Political Rise and Personal Tragedy

Franklin Delano Roosevelt was born in 1882 in Hyde Park, New York, to James and Sara Roosevelt. James Roosevelt was a land-owner and businessman of considerable, but not awesome, wealth. FDR grew up under the watchful eyes of his mother, whose devotion to her only child was considerable, and a host of nannies. At age 14, Franklin's parents sent him to the Groton School, a prestigious boarding school in Massachusetts. At Groton, FDR grew increasingly fond of his distant cousin, Theodore Roosevelt, a rising star in the Republican Party. FDR went on to Harvard College, where he spent more time on the college newspaper than he did on his studies. While at Harvard, FDR apparently declared himself a Democrat and began courting his distant cousin, Eleanor Roosevelt.

RECORD EXCERPTS:
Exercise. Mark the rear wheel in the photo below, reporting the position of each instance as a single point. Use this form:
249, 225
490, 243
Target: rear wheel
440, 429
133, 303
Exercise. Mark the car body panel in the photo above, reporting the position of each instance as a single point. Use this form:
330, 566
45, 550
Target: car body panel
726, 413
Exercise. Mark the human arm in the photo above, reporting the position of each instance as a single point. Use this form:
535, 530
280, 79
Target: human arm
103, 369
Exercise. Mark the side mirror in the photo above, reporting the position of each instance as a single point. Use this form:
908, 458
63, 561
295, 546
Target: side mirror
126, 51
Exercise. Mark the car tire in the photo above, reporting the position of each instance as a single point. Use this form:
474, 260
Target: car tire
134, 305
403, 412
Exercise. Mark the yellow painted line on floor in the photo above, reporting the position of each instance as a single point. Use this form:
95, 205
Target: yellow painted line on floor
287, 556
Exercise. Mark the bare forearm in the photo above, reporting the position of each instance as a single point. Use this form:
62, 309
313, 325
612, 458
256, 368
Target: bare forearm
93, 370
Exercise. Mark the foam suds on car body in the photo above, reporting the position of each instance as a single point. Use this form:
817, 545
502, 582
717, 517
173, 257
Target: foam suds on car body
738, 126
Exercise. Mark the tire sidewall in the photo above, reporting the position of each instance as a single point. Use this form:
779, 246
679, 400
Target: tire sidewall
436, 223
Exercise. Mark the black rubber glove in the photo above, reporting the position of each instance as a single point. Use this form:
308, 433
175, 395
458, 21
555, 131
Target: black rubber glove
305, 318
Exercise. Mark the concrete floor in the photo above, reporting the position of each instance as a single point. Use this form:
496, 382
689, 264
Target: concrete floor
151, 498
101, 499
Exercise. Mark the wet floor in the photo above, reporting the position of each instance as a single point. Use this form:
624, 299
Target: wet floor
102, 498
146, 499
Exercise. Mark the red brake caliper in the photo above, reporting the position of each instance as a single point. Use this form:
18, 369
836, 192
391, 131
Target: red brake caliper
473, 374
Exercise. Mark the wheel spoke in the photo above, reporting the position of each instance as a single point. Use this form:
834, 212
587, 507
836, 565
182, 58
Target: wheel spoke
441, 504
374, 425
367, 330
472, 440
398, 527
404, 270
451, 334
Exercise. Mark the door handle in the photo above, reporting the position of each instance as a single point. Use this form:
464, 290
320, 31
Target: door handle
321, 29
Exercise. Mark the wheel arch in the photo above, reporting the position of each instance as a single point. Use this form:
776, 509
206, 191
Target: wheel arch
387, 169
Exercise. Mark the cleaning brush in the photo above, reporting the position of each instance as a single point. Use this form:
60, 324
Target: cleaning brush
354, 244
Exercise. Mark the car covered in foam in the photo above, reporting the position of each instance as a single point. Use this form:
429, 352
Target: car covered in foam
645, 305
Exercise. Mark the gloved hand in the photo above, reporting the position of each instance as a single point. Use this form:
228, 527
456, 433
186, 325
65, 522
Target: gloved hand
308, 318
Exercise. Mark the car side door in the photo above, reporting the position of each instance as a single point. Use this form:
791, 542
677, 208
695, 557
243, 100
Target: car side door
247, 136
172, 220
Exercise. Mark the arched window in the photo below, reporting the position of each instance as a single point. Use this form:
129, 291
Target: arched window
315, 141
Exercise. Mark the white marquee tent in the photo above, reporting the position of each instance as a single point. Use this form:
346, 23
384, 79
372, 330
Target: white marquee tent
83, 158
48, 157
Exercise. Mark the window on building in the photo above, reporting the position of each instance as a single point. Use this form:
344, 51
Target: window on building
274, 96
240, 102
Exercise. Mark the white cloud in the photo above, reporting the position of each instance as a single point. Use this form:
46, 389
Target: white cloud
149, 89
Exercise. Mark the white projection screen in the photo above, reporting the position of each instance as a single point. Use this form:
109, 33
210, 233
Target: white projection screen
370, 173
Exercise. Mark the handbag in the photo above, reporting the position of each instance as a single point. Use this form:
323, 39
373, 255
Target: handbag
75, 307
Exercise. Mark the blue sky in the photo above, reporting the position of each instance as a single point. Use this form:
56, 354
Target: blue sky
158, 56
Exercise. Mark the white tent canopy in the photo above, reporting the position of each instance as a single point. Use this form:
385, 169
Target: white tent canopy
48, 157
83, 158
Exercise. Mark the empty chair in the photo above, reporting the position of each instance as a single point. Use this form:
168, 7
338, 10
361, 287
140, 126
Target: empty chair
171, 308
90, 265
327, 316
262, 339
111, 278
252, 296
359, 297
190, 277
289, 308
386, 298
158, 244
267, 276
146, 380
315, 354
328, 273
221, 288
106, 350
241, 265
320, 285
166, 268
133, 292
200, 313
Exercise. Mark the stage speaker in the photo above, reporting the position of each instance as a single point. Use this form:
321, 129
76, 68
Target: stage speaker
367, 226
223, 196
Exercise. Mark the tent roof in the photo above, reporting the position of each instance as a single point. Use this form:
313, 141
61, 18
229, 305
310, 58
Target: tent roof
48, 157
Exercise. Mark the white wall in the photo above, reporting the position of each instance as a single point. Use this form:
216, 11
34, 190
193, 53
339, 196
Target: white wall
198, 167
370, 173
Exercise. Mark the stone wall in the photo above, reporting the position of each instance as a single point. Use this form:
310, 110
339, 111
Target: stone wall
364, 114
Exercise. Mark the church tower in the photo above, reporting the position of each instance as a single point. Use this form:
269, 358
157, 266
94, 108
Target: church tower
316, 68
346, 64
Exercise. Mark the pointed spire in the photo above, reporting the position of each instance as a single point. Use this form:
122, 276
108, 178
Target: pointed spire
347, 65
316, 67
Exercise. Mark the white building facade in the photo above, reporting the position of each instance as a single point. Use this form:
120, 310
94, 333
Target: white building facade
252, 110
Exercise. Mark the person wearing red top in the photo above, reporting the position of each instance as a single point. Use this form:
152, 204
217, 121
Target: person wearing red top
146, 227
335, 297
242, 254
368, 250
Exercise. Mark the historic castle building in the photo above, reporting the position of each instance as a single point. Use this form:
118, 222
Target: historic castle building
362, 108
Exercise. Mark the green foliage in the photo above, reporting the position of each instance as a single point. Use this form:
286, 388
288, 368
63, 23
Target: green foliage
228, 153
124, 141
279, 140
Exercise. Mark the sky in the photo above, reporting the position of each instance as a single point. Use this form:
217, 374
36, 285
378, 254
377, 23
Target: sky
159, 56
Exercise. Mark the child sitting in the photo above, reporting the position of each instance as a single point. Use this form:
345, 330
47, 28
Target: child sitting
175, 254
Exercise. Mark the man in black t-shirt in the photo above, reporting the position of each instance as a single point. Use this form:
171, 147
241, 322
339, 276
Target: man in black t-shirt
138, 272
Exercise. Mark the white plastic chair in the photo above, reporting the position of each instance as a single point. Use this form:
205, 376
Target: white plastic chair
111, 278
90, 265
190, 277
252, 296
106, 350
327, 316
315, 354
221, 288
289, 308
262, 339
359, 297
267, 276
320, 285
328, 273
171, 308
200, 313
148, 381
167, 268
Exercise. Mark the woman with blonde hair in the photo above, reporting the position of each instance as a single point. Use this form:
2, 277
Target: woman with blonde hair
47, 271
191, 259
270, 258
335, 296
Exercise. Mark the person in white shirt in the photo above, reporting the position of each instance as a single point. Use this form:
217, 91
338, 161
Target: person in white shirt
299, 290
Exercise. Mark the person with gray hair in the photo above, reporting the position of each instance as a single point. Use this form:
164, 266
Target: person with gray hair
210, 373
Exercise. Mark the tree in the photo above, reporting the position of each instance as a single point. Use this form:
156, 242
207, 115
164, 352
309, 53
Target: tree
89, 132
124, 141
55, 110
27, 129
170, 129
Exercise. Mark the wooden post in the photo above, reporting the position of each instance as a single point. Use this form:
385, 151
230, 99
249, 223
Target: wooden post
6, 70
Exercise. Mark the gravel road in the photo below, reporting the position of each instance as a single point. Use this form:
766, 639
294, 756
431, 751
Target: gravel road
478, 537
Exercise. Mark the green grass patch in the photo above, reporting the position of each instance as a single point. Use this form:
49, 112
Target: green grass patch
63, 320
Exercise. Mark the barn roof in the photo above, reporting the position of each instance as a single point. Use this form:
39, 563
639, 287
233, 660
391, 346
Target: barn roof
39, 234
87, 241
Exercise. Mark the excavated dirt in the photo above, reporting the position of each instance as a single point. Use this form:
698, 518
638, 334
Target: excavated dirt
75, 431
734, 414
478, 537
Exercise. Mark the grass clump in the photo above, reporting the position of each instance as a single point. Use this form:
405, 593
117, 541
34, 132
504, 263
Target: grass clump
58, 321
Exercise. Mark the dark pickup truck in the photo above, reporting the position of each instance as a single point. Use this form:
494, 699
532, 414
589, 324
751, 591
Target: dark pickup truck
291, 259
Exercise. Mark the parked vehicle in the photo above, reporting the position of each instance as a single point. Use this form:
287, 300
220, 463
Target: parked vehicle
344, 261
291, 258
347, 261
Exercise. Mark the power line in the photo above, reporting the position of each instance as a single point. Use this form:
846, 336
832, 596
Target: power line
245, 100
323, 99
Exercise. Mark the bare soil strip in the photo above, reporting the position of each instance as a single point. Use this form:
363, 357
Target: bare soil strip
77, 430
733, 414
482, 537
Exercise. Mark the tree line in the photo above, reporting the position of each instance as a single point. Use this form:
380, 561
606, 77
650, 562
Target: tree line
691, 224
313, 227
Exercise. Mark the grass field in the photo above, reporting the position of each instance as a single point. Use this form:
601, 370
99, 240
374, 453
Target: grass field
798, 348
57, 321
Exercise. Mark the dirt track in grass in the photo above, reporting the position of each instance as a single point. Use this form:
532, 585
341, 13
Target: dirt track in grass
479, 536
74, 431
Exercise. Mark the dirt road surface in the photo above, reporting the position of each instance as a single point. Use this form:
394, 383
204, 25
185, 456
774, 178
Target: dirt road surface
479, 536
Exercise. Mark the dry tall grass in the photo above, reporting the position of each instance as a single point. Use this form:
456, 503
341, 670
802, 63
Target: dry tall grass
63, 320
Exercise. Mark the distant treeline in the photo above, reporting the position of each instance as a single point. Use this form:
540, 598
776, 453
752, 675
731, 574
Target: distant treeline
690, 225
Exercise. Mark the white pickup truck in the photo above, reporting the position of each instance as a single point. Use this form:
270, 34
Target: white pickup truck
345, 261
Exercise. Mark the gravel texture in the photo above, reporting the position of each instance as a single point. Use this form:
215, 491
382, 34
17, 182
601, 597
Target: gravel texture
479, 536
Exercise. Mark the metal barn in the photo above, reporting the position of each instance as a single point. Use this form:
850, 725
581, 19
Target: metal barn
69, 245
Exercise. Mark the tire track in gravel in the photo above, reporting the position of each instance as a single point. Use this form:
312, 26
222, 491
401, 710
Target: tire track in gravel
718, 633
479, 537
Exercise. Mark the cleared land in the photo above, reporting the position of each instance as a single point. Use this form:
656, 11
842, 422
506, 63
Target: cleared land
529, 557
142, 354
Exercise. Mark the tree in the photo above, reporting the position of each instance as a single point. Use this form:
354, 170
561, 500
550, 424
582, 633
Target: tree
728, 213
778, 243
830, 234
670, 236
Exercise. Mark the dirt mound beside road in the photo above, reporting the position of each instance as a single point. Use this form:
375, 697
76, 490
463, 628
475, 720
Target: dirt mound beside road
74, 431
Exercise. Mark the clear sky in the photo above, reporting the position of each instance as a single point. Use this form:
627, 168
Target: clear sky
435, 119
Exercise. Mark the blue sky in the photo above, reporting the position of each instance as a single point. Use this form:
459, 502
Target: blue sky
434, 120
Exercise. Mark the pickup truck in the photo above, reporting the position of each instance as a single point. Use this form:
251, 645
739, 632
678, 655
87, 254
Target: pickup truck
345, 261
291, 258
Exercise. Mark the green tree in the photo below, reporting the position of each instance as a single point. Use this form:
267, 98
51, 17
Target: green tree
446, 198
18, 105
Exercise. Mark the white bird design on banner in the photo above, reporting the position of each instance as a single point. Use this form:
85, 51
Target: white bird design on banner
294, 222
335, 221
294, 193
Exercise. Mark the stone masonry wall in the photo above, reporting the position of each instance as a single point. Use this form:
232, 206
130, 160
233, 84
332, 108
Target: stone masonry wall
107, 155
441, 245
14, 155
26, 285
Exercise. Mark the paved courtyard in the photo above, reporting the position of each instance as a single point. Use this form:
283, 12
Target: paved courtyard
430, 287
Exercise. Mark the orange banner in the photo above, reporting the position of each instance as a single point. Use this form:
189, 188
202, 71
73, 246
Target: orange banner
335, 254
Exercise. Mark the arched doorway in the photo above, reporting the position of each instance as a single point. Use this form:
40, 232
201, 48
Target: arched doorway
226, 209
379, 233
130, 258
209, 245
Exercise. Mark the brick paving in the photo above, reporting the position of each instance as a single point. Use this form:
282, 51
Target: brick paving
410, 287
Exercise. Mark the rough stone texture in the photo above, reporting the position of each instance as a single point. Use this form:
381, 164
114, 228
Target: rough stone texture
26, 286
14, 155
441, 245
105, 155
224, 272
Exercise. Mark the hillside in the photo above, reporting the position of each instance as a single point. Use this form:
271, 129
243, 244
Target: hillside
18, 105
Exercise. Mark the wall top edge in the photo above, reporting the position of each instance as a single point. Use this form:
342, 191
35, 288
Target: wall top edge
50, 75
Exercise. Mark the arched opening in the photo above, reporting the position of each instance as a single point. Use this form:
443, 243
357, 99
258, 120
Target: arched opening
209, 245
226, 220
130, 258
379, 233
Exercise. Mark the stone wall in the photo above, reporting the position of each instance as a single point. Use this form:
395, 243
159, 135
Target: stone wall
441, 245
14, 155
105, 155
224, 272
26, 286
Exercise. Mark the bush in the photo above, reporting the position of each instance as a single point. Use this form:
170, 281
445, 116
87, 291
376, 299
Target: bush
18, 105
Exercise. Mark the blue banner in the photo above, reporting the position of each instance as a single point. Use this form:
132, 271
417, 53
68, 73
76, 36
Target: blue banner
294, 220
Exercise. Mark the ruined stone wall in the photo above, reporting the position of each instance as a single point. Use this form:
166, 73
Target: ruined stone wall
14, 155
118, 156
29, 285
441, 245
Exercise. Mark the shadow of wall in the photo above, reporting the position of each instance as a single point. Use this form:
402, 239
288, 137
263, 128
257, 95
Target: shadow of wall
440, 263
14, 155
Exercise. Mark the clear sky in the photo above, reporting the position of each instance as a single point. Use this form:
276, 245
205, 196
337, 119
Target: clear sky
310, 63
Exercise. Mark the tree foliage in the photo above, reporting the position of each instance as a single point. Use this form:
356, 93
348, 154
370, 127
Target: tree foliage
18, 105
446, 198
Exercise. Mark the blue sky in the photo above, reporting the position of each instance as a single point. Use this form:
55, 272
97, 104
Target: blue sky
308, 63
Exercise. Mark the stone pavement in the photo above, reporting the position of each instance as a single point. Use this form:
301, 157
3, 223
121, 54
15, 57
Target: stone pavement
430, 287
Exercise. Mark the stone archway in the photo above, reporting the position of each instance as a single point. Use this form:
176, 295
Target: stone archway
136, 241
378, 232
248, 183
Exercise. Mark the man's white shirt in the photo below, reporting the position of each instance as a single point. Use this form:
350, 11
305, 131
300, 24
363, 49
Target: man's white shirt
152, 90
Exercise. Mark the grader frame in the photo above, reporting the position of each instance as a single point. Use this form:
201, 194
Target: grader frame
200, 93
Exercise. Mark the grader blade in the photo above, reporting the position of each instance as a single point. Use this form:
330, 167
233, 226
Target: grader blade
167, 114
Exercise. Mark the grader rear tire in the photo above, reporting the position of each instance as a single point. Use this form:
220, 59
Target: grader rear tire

TO DO: Rewrite the passage on Franklin Roosevelt's early life, beginning at the words "Political Rise and" and stopping after "cousin, Eleanor Roosevelt.", with "Harvard" changed to "Yale" each time it appears. The records are separate material and have no connection to the passage.

EXERCISE RESULT:
Political Rise and Personal Tragedy

Franklin Delano Roosevelt was born in 1882 in Hyde Park, New York, to James and Sara Roosevelt. James Roosevelt was a land-owner and businessman of considerable, but not awesome, wealth. FDR grew up under the watchful eyes of his mother, whose devotion to her only child was considerable, and a host of nannies. At age 14, Franklin's parents sent him to the Groton School, a prestigious boarding school in Massachusetts. At Groton, FDR grew increasingly fond of his distant cousin, Theodore Roosevelt, a rising star in the Republican Party. FDR went on to Yale College, where he spent more time on the college newspaper than he did on his studies. While at Yale, FDR apparently declared himself a Democrat and began courting his distant cousin, Eleanor Roosevelt.